* [WHAT IS EXPECTED]
Repeat the listing verbatim. Drop any pictures.

* [EXTRACTED RECORDS]
>>>

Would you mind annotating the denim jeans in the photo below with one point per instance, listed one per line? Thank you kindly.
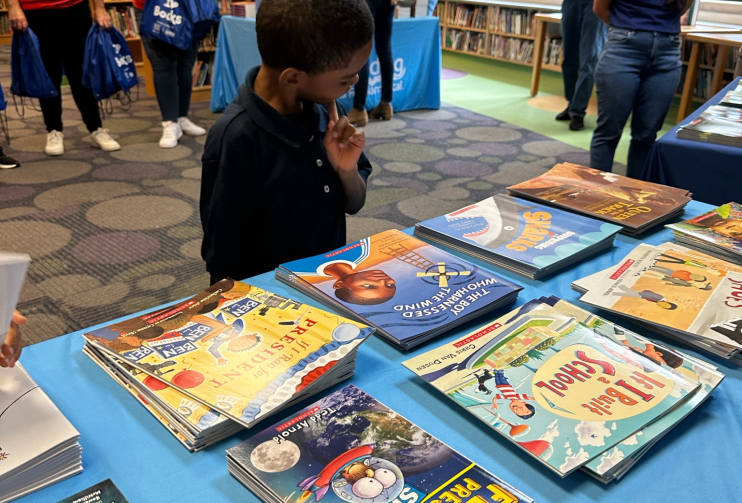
(583, 35)
(172, 70)
(638, 72)
(383, 13)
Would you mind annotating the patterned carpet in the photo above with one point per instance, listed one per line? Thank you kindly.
(114, 233)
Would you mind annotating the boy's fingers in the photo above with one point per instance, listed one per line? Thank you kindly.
(333, 109)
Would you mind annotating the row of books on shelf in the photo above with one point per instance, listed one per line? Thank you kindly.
(534, 375)
(513, 49)
(468, 16)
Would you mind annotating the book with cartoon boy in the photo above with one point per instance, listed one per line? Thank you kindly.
(635, 205)
(552, 385)
(237, 348)
(717, 232)
(523, 236)
(683, 293)
(349, 448)
(615, 462)
(409, 290)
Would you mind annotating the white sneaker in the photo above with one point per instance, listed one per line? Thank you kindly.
(54, 143)
(102, 139)
(190, 128)
(171, 133)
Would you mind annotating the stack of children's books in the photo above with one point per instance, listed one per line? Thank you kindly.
(519, 235)
(633, 204)
(568, 387)
(717, 124)
(673, 290)
(717, 232)
(408, 290)
(38, 445)
(227, 358)
(347, 447)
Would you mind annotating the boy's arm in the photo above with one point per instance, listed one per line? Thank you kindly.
(344, 147)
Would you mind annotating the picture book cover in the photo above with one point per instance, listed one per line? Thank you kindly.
(604, 195)
(704, 373)
(672, 287)
(522, 230)
(721, 226)
(555, 387)
(234, 346)
(348, 447)
(400, 283)
(102, 492)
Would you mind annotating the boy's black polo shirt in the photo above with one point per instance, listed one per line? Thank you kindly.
(268, 192)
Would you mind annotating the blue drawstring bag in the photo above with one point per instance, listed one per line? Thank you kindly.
(29, 77)
(121, 60)
(169, 21)
(97, 73)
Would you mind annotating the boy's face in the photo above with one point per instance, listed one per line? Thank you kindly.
(331, 85)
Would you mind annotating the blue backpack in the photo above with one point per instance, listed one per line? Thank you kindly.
(169, 21)
(29, 77)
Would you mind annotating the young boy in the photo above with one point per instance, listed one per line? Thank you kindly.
(282, 167)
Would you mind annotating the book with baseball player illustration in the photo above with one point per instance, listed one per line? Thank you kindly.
(409, 290)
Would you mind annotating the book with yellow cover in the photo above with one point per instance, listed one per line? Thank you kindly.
(237, 347)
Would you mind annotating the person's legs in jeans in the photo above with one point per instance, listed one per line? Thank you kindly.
(72, 39)
(653, 100)
(592, 36)
(617, 77)
(44, 26)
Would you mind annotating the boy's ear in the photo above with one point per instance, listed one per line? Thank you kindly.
(291, 77)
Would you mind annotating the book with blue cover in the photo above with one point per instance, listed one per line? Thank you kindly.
(523, 236)
(409, 290)
(349, 448)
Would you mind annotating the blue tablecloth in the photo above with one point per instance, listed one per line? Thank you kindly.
(416, 45)
(712, 172)
(697, 461)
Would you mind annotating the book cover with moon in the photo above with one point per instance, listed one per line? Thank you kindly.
(554, 386)
(349, 448)
(234, 347)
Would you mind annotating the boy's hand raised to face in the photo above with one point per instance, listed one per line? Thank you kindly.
(343, 142)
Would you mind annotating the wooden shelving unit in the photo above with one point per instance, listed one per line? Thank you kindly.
(509, 23)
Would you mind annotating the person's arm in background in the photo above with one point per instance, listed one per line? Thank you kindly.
(101, 15)
(11, 348)
(16, 16)
(602, 9)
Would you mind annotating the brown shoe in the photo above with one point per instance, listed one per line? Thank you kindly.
(358, 117)
(382, 111)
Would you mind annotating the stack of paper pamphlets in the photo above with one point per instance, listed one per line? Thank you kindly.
(38, 445)
(633, 204)
(568, 387)
(718, 232)
(733, 98)
(682, 293)
(409, 290)
(717, 124)
(102, 492)
(521, 236)
(227, 358)
(348, 447)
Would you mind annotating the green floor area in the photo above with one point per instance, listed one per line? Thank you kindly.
(502, 90)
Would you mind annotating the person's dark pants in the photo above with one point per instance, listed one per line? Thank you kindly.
(172, 70)
(383, 13)
(637, 75)
(583, 35)
(62, 34)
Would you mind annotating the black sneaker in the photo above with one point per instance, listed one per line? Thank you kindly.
(563, 115)
(7, 162)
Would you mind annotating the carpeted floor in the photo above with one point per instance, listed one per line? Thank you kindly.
(114, 233)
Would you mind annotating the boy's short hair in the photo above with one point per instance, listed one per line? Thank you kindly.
(313, 36)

<<<

* [REPLY]
Would you mind annotating the denim jeans in the photo below with one point per instance, listed one per line? Thank you kindly.
(583, 35)
(172, 70)
(638, 72)
(383, 13)
Would you mind annotating the patterned carpet in the photo above with one point per instance, listed one per line? Thank you kindly.
(114, 233)
Would you mind annotating the boy's fingers in the photo above with one point per instance, listed one per line? Thank you kindly.
(333, 109)
Would you mind annotating the row of books on shelf in the photo above with one point per instance, listed one per line? Thank you kindly.
(534, 375)
(513, 49)
(468, 16)
Would you mind annotating the book with cartoon boy in the photo above with one point per instance, listed one per line? Thank you kindly.
(635, 205)
(552, 385)
(237, 348)
(717, 232)
(523, 236)
(683, 293)
(349, 448)
(615, 462)
(409, 290)
Would you mind annotating the white sneaker in the photo above with one point per instance, listed one per line? Thank you kindly.
(54, 143)
(102, 139)
(190, 128)
(171, 133)
Would you mind annotating the stack of children's books in the photo above with one point per instance, listed one per line? Thank you kindly.
(519, 235)
(633, 204)
(568, 387)
(717, 124)
(673, 290)
(717, 232)
(408, 290)
(38, 445)
(227, 358)
(347, 447)
Would you mind annotating the boy's arm in the photo above with one point per instance, listed one per line? Thank you kindly.
(344, 147)
Would you mind annotating the picture book cover in the photo above with one point per instance, listed one per line? Thank you kindly.
(604, 195)
(704, 373)
(672, 287)
(522, 230)
(721, 226)
(555, 387)
(234, 346)
(348, 447)
(400, 283)
(102, 492)
Would you mind annotating the boy's black polo shirt in the photo above with one point per instance, listed one per line? Thank you kindly.
(268, 192)
Would you mind annotating the blue drawstring bag in the photo above with one point per instance, listed one per line? Thank you kindly.
(29, 77)
(121, 60)
(169, 21)
(97, 73)
Would you mind annotating the boy's face in the photo above with one point per instance, listed one per line? Thank you kindly.
(331, 85)
Would you mind annotating the blue backpack in the photo above with one point per instance, listed one per line? Thank you kindly.
(169, 21)
(29, 77)
Would you mind annotating the young boy in the photo above with one point per instance, listed one per line? Thank you kindly.
(282, 167)
Would you mind annotating the book with baseball player illustration in the photo above with one point per instance, listed one per line? Thank you kindly.
(409, 290)
Would you mind annotating the book with yellow cover in the photo above with one point per instance, listed one per line? Thank you kindly.
(237, 347)
Would you mind annotating the person's legs in jeans in the photo above with one point per instance, listed one per line? Thank you kindly.
(72, 39)
(653, 100)
(592, 36)
(617, 77)
(44, 26)
Would you mind annotating the boy's ear in the photo above with one point per instance, listed one per line? Thank you kindly.
(291, 77)
Would you mind annotating the book with blue cover in the photo above with one point per instance, listed one per line? Thank you kindly.
(523, 236)
(409, 290)
(349, 448)
Would you mind annotating the blue tablecloth in the photo above with one point per instance, listed one per line? Thank you kindly.
(416, 45)
(712, 172)
(697, 461)
Would you mind annotating the book cover with moon in the photo above with one point per instance, listed one per line? Thank you kindly.
(554, 386)
(349, 448)
(234, 347)
Would you mind annotating the boy's hand raised to face in the photo above with one point per instance, listed one per line? Thank you kindly.
(343, 142)
Would you mind annotating the wooden shelving unit in the photo above with one point per instance, listed one per line? Thank you kindly.
(509, 23)
Would you mind annotating the person's arm in background in the photo above with one point per instance, listed one per line? Thank you kindly.
(101, 15)
(11, 348)
(16, 16)
(602, 9)
Would you mind annotating the brown shoe in the photo above with one point per instance, listed one per line? Thank you kindly.
(358, 117)
(382, 111)
Would you mind annotating the stack of paper pamphlets in the photo above with one point per instance, listed one per line? Thank you kindly.
(38, 445)
(633, 204)
(568, 387)
(718, 232)
(733, 98)
(682, 293)
(409, 290)
(717, 124)
(102, 492)
(521, 236)
(227, 358)
(348, 447)
Would you mind annotating the green floor area in the photo above with one point per instance, listed one per line? Thank you kindly.
(502, 90)
Would you mind annotating the person's dark pants in the photo above with one point per instance, listed one per line? Thank you kindly.
(172, 70)
(383, 13)
(637, 75)
(583, 35)
(62, 34)
Would you mind annotating the black sneaker in the photo above with one point per instance, listed one per line? Thank you kindly.
(563, 115)
(7, 162)
Would you mind annotating the carpeted floor in the photo above with one point per instance, listed one per line? Thank you kindly.
(114, 233)
Would you mind annotating the boy's short hair in the photo above with one point per instance, listed one per line? Thank you kindly.
(313, 36)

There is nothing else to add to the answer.